Problem description:
Make an exact copy of all the records.

Point annotation records:
○ ○ ○ ○
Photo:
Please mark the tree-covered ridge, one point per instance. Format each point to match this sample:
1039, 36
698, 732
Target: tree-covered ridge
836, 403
○ ○ ○ ○
Solved problem:
Photo:
Please mark the tree-covered ridge, one point per instance. Format each point to match this sample:
1039, 36
698, 732
Target: tree-covered ridge
836, 403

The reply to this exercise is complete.